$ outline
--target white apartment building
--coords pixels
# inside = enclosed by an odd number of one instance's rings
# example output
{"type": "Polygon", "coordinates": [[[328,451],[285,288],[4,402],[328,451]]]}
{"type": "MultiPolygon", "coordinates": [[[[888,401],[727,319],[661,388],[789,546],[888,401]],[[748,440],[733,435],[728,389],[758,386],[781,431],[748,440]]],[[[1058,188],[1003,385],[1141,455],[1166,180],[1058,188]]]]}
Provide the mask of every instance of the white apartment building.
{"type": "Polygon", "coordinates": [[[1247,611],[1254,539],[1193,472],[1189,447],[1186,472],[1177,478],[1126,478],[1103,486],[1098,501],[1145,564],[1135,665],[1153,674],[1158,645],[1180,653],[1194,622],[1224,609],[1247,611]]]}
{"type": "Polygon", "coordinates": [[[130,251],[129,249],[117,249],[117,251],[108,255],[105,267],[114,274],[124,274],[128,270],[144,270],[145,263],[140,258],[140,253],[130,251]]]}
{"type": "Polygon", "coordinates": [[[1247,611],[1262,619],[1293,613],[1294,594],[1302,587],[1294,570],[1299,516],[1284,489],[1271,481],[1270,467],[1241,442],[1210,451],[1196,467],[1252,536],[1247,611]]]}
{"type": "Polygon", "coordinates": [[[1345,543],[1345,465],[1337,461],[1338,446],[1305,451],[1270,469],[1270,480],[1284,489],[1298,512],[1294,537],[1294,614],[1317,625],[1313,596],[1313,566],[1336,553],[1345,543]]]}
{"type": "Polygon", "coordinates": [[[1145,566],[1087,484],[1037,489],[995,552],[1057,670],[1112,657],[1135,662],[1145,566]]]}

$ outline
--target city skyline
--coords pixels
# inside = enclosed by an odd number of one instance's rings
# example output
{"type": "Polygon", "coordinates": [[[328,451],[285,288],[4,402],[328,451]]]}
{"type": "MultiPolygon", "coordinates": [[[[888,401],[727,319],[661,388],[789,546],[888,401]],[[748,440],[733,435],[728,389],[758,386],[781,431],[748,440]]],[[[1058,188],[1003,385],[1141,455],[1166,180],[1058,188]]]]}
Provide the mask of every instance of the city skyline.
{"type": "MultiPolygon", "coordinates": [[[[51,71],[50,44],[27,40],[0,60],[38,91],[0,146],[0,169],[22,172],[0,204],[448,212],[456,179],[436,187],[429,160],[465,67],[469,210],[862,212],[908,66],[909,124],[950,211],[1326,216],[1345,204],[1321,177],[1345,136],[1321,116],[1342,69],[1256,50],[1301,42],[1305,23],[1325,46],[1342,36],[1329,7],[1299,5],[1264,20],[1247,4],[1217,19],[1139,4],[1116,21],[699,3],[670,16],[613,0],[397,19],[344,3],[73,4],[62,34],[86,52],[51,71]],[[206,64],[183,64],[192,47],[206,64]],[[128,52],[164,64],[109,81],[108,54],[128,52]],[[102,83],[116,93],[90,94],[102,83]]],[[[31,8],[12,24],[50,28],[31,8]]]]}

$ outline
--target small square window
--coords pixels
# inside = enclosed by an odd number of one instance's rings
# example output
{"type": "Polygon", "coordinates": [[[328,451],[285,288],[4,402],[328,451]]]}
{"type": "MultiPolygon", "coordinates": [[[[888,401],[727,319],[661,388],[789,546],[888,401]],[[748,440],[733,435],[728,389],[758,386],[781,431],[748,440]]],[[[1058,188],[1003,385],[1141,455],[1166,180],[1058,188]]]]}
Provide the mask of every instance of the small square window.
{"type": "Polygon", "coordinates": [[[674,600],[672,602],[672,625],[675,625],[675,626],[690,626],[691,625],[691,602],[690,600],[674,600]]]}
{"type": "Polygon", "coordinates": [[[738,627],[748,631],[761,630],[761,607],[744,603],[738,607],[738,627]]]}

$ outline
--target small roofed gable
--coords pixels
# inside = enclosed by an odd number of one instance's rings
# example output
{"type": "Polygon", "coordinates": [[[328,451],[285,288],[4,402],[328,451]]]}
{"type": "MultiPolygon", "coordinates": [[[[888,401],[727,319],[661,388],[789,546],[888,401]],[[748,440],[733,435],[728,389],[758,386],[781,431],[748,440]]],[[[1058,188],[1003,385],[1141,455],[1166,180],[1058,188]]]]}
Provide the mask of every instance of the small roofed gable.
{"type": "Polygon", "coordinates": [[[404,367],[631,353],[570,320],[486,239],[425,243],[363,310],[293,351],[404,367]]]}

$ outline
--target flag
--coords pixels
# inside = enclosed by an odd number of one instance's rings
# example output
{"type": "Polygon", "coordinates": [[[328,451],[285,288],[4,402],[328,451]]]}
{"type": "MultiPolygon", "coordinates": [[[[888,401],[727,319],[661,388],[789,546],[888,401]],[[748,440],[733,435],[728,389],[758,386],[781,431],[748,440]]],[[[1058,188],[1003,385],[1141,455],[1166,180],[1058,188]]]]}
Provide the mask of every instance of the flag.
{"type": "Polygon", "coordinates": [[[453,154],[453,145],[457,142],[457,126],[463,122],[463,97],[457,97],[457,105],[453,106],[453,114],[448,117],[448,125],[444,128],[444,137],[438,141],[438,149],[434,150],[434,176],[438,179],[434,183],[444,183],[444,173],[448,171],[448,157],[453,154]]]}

Exercise requirements:
Type out the material again exactly as presented.

Task response:
$ outline
--target white apartment building
--coords pixels
# inside = enclosed by an odd number of one instance's rings
# example output
{"type": "Polygon", "coordinates": [[[328,451],[285,288],[4,402],[328,451]]]}
{"type": "MultiPolygon", "coordinates": [[[[888,401],[727,319],[661,388],[789,546],[888,401]],[[748,440],[733,435],[728,389],[758,386],[781,431],[748,440]]],[[[1058,188],[1003,385],[1141,455],[1166,180],[1058,188]]]]}
Provide the mask of every instance of the white apartment building.
{"type": "Polygon", "coordinates": [[[1247,611],[1254,539],[1193,472],[1189,447],[1186,472],[1177,478],[1126,478],[1103,486],[1098,501],[1145,564],[1135,665],[1153,674],[1158,645],[1180,653],[1194,622],[1224,609],[1247,611]]]}
{"type": "Polygon", "coordinates": [[[130,251],[129,249],[117,249],[117,251],[108,255],[105,267],[114,274],[124,274],[128,270],[144,270],[145,263],[140,258],[140,253],[130,251]]]}
{"type": "Polygon", "coordinates": [[[1247,611],[1262,619],[1293,613],[1294,594],[1302,587],[1294,570],[1299,516],[1284,489],[1271,481],[1270,467],[1241,442],[1210,451],[1196,467],[1252,536],[1247,611]]]}
{"type": "Polygon", "coordinates": [[[1345,543],[1345,465],[1337,461],[1338,446],[1305,451],[1270,469],[1270,480],[1284,489],[1298,512],[1294,537],[1294,614],[1317,625],[1313,596],[1313,566],[1336,553],[1345,543]]]}
{"type": "Polygon", "coordinates": [[[1145,566],[1087,484],[1037,489],[995,552],[1057,670],[1112,657],[1135,662],[1145,566]]]}

$ outline
--target city skyline
--coords pixels
# inside = enclosed by an odd number of one instance's rings
# example output
{"type": "Polygon", "coordinates": [[[328,451],[285,288],[4,402],[328,451]]]}
{"type": "MultiPolygon", "coordinates": [[[[888,401],[727,319],[661,388],[789,546],[888,401]],[[748,440],[733,435],[728,389],[758,386],[781,431],[748,440]]],[[[1058,188],[1003,385],[1141,455],[1166,180],[1058,188]]]]}
Provide the mask of every instance of the city skyline.
{"type": "MultiPolygon", "coordinates": [[[[51,71],[50,44],[27,40],[0,60],[38,91],[0,146],[0,169],[22,172],[0,204],[448,212],[456,179],[436,187],[429,160],[465,67],[469,210],[862,212],[908,66],[909,124],[950,211],[1326,216],[1345,204],[1321,177],[1345,136],[1321,116],[1342,69],[1256,50],[1301,42],[1305,23],[1325,46],[1342,36],[1329,7],[1299,5],[1264,20],[1247,4],[1217,19],[1139,4],[1116,21],[699,3],[670,16],[613,0],[397,19],[344,3],[73,4],[62,34],[86,52],[51,71]],[[206,64],[183,64],[192,47],[206,64]],[[128,52],[164,64],[109,81],[108,54],[128,52]],[[102,83],[116,93],[90,94],[102,83]]],[[[31,8],[12,24],[50,28],[31,8]]]]}

$ outline
--target small square window
--coords pixels
# inside = enclosed by an odd number of one instance's rings
# example output
{"type": "Polygon", "coordinates": [[[328,451],[285,288],[4,402],[328,451]]]}
{"type": "MultiPolygon", "coordinates": [[[[888,401],[727,319],[661,388],[789,546],[888,401]],[[748,440],[733,435],[728,389],[758,386],[781,431],[748,440]]],[[[1058,188],[1003,385],[1141,455],[1166,180],[1058,188]]]]}
Provide the mask of every instance of the small square window.
{"type": "Polygon", "coordinates": [[[674,600],[672,602],[672,625],[675,625],[675,626],[690,626],[691,625],[691,602],[690,600],[674,600]]]}
{"type": "Polygon", "coordinates": [[[738,627],[748,631],[761,630],[761,607],[744,603],[738,607],[738,627]]]}

$ outline
--target small roofed gable
--coords pixels
# inside = enclosed by an odd number of one instance's rings
# example output
{"type": "Polygon", "coordinates": [[[328,451],[285,288],[4,402],[328,451]]]}
{"type": "MultiPolygon", "coordinates": [[[[888,401],[727,319],[661,388],[789,546],[888,401]],[[748,440],[733,435],[728,389],[758,386],[781,431],[748,440]]],[[[1058,188],[1003,385],[1141,455],[1166,180],[1058,188]]]]}
Provide the mask of every instance of the small roofed gable.
{"type": "Polygon", "coordinates": [[[404,367],[631,353],[570,320],[486,239],[425,243],[363,310],[293,351],[404,367]]]}

$ outline
--target flag
--coords pixels
# inside = enclosed by an odd number of one instance's rings
# example output
{"type": "Polygon", "coordinates": [[[328,451],[285,288],[4,402],[328,451]]]}
{"type": "MultiPolygon", "coordinates": [[[[888,401],[727,319],[661,388],[789,546],[888,401]],[[748,440],[733,435],[728,389],[758,386],[781,431],[748,440]]],[[[1058,188],[1003,385],[1141,455],[1166,180],[1058,188]]]]}
Provide the mask of every instance of the flag.
{"type": "Polygon", "coordinates": [[[453,154],[453,145],[457,142],[457,126],[463,122],[463,97],[457,97],[457,105],[453,106],[453,114],[448,117],[448,125],[444,128],[444,137],[438,141],[438,149],[434,150],[434,176],[438,179],[434,183],[444,183],[444,173],[448,171],[448,157],[453,154]]]}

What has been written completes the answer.